Prompt 1 =
In the forum thread below, which film does one post call a great DnD flick?

Given text =

* * *

And it doesn't have any monsters.  Don't get me wrong; it's a great movie, and I have a copy in my DVD collection, but it's not much of a D&D movie.[/QUOTE]

This does not preclude it from being a DnD movie.  SO what if it had only two classes?  There's still a party.  And monsters might have been nice, but DnD isn't all about monsters.  I personally like a good human villain in DnD games.  Then everything isn't so black and white or whatever.  13th Warrior is a great DnD flick.

As for Star Trek, I enjoyed Search for Spock.  Some of them are good and others not so much.

I was reading an interview with Joss Whedon.  He was going to act as script doctor to Aliens: Ressurection.  His ideas were phenomenal and that would have been a worthy sequels to the Alien franchise.

Everything after Batman and Batman Returns is drek and should be burned.


----------



## Lord Pendragon (Sep 7, 2005)

Mad Hatter said:
			
		

> Everything after Batman and Batman Returns is drek and should be burned.



I assume you aren't including the recent _Batman Begins_?

I read in an interview with Rachel Weiss that there may be another _Mummy_ movie in the future.  Although I've seen some posters here pan the second one, I loved both Mummy movies.  They felt like spiritual cousins to the _Indiana Jones movies.  Quirky and fun and not too serious, but serious enough to be cohesive.  I would love to see a third (and final) Mummy. _


----------



## Napftor (Sep 7, 2005)

* * *

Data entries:

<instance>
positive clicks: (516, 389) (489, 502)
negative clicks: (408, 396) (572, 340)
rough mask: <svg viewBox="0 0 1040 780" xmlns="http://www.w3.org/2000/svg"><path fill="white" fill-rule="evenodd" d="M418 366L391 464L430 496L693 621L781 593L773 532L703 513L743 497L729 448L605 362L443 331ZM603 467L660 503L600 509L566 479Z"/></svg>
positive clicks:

* * *

Prompt 2 =
Rewrite the listing above, substituting "foreground clicks" for "positive clicks" everywhere it occurs and leaving everything else unchanged.

Task answer 1 =
13th Warrior

Task answer 2 =
<instance>
foreground clicks: (516, 389) (489, 502)
negative clicks: (408, 396) (572, 340)
rough mask: <svg viewBox="0 0 1040 780" xmlns="http://www.w3.org/2000/svg"><path fill="white" fill-rule="evenodd" d="M418 366L391 464L430 496L693 621L781 593L773 532L703 513L743 497L729 448L605 362L443 331ZM603 467L660 503L600 509L566 479Z"/></svg>
foreground clicks:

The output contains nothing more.